--- START ---

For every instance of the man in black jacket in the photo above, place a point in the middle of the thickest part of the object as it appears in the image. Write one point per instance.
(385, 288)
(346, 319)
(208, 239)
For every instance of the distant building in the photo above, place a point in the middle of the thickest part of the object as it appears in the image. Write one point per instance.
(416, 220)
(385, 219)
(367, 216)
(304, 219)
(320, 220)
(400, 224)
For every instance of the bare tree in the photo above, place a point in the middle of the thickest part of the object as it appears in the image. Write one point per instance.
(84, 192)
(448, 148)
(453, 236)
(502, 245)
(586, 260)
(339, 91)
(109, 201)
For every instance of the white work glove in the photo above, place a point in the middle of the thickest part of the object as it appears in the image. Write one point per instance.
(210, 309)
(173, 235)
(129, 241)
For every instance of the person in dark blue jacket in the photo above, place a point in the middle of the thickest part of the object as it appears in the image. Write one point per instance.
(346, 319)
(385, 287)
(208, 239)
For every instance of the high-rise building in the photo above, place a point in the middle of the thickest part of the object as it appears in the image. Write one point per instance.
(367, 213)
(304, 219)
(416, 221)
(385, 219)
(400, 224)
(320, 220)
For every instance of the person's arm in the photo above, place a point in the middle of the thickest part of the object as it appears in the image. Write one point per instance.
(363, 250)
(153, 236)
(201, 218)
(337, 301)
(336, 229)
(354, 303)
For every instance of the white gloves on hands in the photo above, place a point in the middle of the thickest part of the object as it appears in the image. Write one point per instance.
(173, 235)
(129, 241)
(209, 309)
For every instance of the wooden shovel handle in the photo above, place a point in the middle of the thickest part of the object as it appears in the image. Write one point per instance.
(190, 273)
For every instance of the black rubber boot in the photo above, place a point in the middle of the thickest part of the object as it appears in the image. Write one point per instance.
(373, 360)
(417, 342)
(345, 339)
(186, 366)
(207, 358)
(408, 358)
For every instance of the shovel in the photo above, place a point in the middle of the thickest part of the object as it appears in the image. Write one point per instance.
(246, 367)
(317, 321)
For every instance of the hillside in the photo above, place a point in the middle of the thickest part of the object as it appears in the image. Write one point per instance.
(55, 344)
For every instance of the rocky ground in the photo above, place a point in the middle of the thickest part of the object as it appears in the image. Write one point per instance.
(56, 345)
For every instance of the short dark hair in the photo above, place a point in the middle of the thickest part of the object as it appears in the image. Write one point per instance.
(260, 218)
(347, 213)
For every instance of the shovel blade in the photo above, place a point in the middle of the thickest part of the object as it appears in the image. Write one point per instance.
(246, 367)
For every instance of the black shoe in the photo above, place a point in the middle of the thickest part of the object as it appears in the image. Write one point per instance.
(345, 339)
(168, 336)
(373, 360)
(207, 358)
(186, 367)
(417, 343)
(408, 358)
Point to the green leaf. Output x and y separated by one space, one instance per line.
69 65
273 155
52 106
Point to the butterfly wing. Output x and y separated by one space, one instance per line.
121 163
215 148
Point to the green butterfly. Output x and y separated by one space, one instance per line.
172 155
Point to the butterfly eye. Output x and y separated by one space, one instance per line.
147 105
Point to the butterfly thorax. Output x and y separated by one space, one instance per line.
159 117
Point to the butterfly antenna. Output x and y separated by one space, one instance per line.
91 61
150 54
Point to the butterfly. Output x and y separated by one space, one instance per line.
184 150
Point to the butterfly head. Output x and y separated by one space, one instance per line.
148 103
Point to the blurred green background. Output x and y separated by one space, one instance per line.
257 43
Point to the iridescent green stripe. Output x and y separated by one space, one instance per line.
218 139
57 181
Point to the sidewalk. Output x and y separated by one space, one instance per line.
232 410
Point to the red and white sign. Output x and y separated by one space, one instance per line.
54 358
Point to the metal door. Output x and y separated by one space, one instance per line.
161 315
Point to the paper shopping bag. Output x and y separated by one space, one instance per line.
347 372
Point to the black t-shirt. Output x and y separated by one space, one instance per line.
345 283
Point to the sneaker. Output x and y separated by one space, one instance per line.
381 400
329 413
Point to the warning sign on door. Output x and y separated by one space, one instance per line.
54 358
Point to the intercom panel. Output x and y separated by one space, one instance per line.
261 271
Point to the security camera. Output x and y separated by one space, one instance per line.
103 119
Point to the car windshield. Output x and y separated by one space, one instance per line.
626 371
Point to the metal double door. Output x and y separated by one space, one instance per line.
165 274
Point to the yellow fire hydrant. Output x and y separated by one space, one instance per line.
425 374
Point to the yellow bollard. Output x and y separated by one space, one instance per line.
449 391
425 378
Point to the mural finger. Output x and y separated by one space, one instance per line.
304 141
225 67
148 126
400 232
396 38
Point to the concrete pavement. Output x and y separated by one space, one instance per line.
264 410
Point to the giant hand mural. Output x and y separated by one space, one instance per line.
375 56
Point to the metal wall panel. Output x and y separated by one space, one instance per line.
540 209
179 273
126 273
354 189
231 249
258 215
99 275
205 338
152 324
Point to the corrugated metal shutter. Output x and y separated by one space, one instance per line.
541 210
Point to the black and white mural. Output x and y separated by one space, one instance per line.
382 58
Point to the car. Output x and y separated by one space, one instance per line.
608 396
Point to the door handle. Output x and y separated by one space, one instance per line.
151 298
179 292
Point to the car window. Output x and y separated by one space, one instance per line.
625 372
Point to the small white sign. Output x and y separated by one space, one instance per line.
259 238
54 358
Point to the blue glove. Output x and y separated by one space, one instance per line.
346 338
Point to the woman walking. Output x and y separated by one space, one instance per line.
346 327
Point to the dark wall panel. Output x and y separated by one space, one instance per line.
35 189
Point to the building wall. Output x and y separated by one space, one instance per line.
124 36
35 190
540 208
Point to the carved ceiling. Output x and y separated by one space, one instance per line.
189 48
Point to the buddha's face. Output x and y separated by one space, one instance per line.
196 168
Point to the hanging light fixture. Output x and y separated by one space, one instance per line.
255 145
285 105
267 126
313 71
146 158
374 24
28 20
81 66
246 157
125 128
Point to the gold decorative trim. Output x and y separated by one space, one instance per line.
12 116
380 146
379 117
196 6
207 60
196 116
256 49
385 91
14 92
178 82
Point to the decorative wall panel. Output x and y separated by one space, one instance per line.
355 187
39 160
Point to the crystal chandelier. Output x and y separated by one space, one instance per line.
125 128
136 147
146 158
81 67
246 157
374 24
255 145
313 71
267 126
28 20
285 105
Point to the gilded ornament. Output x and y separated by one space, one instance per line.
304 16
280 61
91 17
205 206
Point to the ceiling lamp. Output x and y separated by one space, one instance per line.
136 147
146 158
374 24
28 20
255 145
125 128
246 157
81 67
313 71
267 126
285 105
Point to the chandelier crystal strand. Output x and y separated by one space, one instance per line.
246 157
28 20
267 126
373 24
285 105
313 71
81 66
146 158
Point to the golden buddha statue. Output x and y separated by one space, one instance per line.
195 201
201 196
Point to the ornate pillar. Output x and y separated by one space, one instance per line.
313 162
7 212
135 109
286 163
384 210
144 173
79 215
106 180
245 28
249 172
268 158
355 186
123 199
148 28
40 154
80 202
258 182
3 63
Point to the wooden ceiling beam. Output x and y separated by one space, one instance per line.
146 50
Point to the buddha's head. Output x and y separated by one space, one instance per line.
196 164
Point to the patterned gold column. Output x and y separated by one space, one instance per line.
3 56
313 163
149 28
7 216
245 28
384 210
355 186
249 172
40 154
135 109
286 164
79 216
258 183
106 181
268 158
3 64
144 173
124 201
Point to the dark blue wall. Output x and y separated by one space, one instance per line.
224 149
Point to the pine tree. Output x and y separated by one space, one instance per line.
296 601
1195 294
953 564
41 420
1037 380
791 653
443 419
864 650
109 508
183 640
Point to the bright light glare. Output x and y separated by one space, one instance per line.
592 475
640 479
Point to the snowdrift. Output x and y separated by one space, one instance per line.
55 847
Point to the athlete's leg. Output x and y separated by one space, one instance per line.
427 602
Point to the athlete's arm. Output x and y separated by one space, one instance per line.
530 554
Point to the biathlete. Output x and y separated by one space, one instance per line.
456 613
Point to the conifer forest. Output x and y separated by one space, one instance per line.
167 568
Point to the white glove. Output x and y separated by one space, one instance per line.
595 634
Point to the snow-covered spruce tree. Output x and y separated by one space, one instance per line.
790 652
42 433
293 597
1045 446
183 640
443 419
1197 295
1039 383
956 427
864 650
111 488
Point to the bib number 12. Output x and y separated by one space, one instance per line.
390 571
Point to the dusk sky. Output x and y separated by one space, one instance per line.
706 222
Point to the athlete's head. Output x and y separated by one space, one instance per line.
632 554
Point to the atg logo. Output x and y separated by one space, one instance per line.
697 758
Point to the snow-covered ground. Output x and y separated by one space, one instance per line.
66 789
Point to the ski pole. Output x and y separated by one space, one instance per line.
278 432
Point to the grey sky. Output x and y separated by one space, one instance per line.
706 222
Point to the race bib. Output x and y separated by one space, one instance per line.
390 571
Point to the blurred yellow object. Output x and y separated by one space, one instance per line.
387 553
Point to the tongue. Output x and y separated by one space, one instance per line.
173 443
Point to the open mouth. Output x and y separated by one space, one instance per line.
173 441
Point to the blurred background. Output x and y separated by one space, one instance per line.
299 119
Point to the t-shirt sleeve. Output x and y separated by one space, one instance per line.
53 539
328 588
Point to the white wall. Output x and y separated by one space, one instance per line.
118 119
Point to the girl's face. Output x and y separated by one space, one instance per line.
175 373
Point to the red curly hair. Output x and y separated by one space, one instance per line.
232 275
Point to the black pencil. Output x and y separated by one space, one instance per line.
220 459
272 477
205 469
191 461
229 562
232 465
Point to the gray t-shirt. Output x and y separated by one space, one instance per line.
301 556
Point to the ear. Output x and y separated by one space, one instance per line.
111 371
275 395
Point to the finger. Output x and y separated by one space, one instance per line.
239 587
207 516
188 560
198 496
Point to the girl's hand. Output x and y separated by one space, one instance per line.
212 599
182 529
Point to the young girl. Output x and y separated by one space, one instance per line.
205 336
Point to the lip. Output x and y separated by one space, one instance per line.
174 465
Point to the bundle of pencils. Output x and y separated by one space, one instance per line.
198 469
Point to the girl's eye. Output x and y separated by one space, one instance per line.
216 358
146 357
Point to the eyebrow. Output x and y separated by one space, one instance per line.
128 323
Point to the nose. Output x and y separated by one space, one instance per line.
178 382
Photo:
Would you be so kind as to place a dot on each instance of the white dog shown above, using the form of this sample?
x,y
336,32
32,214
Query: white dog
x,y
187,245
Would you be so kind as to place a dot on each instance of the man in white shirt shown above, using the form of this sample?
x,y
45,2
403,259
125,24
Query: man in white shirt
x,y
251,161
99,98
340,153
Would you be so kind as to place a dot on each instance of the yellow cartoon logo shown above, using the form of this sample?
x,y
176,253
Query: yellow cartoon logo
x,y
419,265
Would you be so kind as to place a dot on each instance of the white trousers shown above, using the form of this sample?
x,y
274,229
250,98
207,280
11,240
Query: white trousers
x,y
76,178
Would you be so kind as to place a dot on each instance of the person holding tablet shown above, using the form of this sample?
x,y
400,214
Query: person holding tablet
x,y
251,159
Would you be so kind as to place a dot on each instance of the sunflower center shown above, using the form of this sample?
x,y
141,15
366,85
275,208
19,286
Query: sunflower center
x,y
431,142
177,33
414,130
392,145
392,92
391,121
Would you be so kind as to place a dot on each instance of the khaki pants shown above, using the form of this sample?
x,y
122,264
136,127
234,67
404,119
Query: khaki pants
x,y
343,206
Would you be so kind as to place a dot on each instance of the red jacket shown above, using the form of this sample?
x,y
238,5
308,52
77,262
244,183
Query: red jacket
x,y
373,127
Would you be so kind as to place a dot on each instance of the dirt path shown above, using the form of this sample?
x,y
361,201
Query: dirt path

--- END ---

== WORK TO COMPLETE ==
If a line of the data contains the word "shown", it should be counted; state the total and nothing more.

== YOUR SOLUTION ==
9